* [EJERCICIOS PROPUESTOS]
A - Transcribe de la reseña el pasaje que comienza en "Por José Sarria" y termina en "un verdadero artesano.".
B - Traduce al inglés esta oración de la reseña: «“El invierno de los jilgueros” es la segunda entrega de Mohamed El Morabet, con la que ha obtenido el prestigioso Premio Málaga de Novela.»

* [EXTRACTO DEL TEXTO]
***

LA PALABRA MÁGICA DE MOHAMED EL MORABET

Por José Sarria

El invierno de los jilgueros

Mohamed El Morabet

Editorial Galaxia Gutenberg (Barcelona, 2022)

“El invierno de los jilgueros” es la segunda entrega de Mohamed El Morabet, con la que ha obtenido el prestigioso Premio Málaga de Novela. Cuando leí su primera obra (“Un solar abandonado”) lo dije y lo escribí: estamos ante un novelista total, ante un narrador de raza, ante un genuino contador de historias. “El invierno de los jilgueros” supone, nuevamente, la emoción, la sorpresa, el deslumbramiento de parte de un escritor que maneja el lenguaje con una inusitada perfección y que domina los tiempos como un verdadero artesano.

Adentrarse en el relato significará, para el lector, un extraordinario viaje donde va a ser seducido por la luminosidad mediterránea de Alhucemas, por el “olor a lavanda silvestre que puebla los tres montes que cercan la ciudad”, por la pléyade de matices cromáticos que habitan entre sus páginas, por el aroma del pan recién hecho en el horno donde trabaja Musa o por la manera en que El Morabet contempla el mundo, lo reinterpreta y lo transmuta en Arcadia imaginaria.

***

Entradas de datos

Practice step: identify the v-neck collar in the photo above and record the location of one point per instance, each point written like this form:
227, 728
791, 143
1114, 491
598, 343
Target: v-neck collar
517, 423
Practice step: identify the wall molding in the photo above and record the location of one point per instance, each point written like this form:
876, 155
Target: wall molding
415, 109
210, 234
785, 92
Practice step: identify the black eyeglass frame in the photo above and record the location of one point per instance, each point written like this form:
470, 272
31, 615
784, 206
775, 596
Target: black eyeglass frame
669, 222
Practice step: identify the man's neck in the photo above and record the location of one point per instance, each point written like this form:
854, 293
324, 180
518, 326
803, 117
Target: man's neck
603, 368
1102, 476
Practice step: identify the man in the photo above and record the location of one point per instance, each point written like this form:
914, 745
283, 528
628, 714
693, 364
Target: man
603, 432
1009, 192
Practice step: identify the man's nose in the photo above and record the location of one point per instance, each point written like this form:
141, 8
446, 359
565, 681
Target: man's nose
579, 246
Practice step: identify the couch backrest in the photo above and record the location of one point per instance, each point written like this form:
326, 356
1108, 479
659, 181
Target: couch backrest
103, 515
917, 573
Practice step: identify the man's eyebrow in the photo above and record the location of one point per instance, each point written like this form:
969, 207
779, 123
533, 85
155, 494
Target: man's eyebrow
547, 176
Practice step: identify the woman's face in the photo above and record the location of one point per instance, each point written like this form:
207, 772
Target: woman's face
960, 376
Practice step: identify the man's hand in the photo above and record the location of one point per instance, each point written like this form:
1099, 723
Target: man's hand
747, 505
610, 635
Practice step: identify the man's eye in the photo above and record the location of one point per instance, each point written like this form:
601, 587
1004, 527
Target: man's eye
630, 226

***

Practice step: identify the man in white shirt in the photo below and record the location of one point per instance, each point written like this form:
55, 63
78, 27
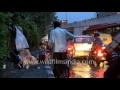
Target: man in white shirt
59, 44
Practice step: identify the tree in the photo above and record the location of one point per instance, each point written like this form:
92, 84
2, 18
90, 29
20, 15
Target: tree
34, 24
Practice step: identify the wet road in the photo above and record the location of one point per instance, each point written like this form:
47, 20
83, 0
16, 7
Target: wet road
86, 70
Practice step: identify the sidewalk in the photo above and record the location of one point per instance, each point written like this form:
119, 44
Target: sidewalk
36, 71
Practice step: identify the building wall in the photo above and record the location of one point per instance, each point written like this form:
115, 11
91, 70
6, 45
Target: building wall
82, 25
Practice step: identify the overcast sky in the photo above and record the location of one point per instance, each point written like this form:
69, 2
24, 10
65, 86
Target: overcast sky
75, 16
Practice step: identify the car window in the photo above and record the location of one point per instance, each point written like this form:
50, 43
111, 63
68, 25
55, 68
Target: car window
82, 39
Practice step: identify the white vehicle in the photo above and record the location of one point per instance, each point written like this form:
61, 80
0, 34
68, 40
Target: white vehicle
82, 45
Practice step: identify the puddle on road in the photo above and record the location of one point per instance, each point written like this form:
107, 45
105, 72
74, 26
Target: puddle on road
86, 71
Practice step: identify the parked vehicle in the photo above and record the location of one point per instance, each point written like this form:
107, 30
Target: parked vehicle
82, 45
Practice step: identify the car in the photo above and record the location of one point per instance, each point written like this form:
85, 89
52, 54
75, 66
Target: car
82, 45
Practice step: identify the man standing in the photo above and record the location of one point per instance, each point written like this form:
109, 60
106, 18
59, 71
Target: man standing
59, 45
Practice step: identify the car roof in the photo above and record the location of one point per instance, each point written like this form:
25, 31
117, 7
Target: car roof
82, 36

***

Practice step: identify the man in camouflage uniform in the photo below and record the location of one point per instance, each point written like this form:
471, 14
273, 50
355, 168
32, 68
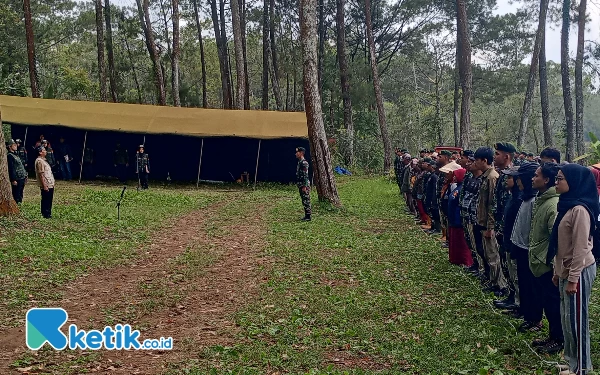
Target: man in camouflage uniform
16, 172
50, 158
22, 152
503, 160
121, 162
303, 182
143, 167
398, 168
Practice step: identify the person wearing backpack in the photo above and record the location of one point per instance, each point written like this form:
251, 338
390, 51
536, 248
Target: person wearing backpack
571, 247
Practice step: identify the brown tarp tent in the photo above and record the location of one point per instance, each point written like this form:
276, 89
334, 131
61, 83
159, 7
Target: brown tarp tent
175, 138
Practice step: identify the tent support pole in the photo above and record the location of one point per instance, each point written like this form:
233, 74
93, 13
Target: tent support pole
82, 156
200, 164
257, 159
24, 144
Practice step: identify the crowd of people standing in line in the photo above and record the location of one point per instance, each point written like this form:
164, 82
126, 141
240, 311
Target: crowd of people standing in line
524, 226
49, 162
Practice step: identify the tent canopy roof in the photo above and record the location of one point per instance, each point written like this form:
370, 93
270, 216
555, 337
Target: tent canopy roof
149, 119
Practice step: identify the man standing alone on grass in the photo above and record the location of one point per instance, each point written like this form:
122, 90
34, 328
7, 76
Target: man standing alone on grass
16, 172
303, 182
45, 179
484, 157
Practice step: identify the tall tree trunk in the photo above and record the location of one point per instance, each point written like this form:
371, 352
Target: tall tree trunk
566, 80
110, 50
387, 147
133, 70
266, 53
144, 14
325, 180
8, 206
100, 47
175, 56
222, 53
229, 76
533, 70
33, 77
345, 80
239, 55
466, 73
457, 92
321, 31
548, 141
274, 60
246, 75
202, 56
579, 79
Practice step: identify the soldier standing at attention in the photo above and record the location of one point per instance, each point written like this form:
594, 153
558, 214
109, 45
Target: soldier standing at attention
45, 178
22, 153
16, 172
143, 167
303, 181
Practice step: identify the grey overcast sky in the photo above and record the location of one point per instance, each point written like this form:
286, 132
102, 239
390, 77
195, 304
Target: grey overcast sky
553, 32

***

* [SOLUCIONES]
A -
Por José Sarria

El invierno de los jilgueros

Mohamed El Morabet

Editorial Galaxia Gutenberg (Barcelona, 2022)

“El invierno de los jilgueros” es la segunda entrega de Mohamed El Morabet, con la que ha obtenido el prestigioso Premio Málaga de Novela. Cuando leí su primera obra (“Un solar abandonado”) lo dije y lo escribí: estamos ante un novelista total, ante un narrador de raza, ante un genuino contador de historias. “El invierno de los jilgueros” supone, nuevamente, la emoción, la sorpresa, el deslumbramiento de parte de un escritor que maneja el lenguaje con una inusitada perfección y que domina los tiempos como un verdadero artesano.

B - "El invierno de los jilgueros" is Mohamed El Morabet's second book, with which he has won the prestigious Málaga Novel Prize.